---- Page excerpt

Enterprise Analytics Platform FAQs¶
FAQs for MI Lab¶
Q: What preparation is required for accessing data in HDFS/HIVE through notebook?¶
A: Complete the following steps before access data in HDFS/HIVE through notebook:
When requesting container resource through Resource Management, select Enable read access for HDFS and Data Warehouse.
When adding PVC through Enterprise Analytics Platform > Resource Config > Storage Config, use the requested resource with read access for HDFS and Data Warehouse (and used by MI Lab).
When creating Notebook instance, select the spark or pyspark image, and also select the Mount Hadoop PVC option.
Open the Jupyter Notebook and enter
kinit -kt /etc/security/keytab/data_xxxxx data_xxxxx@ENIOT.IO
(xxxxx is the OU ID) in the Terminal to update the ticket.
Q: How to use Python to retrieve big data amount from HIVE for model training?¶
A: If the data amount is not big, use pyhive. For big data amount, consider downloading files from HDFS to local storage. Process the data with HIVE SQL and compress it into an ORC file, and then process the ORC file with pyarrow package.
Q: How to collaborate with others within Notebook?¶
A: In different Notebook instances, mount the same PVC storage to realize collaboration and sharing.
Q: The Kernel fails to start (Error Starting Kernel) after switching the environment or performing other operations in the Notebook. How to resolve this problem?¶
A: Try running the python3 -m ipykernel install --user
command in the Terminal.
Q: Can I add a new Kernel in the Notebook?¶
A: Yes. Please refer to the following commands:
conda create -n py36-test python=3.6
source activate py36-test
conda install ipykernel
python -m ipykernel install --name py36-test
conda deactivate
Q: Why does my Notebook instance become slow after using the Notebook for some time?¶
A: When opening the notebook instance, some Kernel sessions or Terminal sessions will be created. When you close the Notebook, these sessions will not be closed for easier access when you open the Notebook again. You need to close these sessions manually if they are not needed.

--------

Task set -
- a) Do the following statements agree with the MI Lab FAQ? For each, answer yes or no and quote the words of the FAQ that decide it. (i) When the data amount is not big, pyhive should be used. (ii) Closing the Notebook also closes the Kernel and Terminal sessions it created. (iii) Different Notebook instances can collaborate by mounting the same PVC storage.
- b) Copy the part of the MI Lab FAQ that starts at "Open the Jupyter" and ends at "collaboration and sharing.".

---- Source excerpt

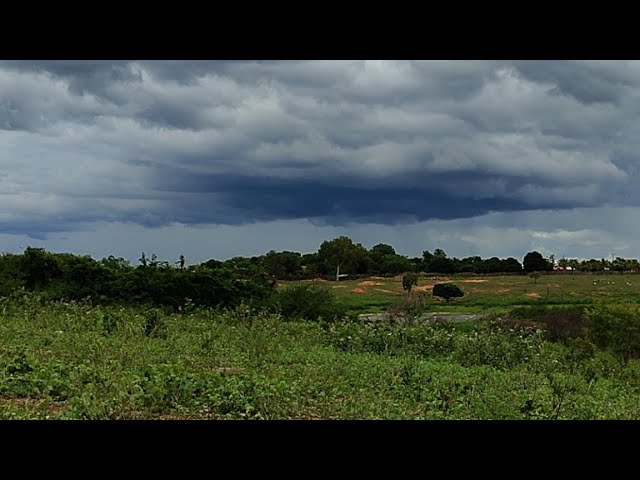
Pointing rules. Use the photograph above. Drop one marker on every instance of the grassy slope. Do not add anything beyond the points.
(494, 294)
(73, 361)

--------

Written answers -
- a)
(i) Yes: "If the data amount is not big, use pyhive."
(ii) No: "When you close the Notebook, these sessions will not be closed for easier access when you open the Notebook again."
(iii) Yes: "In different Notebook instances, mount the same PVC storage to realize collaboration and sharing."

- b)
Open the Jupyter Notebook and enter
kinit -kt /etc/security/keytab/data_xxxxx data_xxxxx@ENIOT.IO
(xxxxx is the OU ID) in the Terminal to update the ticket.
Q: How to use Python to retrieve big data amount from HIVE for model training?¶
A: If the data amount is not big, use pyhive. For big data amount, consider downloading files from HDFS to local storage. Process the data with HIVE SQL and compress it into an ORC file, and then process the ORC file with pyarrow package.
Q: How to collaborate with others within Notebook?¶
A: In different Notebook instances, mount the same PVC storage to realize collaboration and sharing.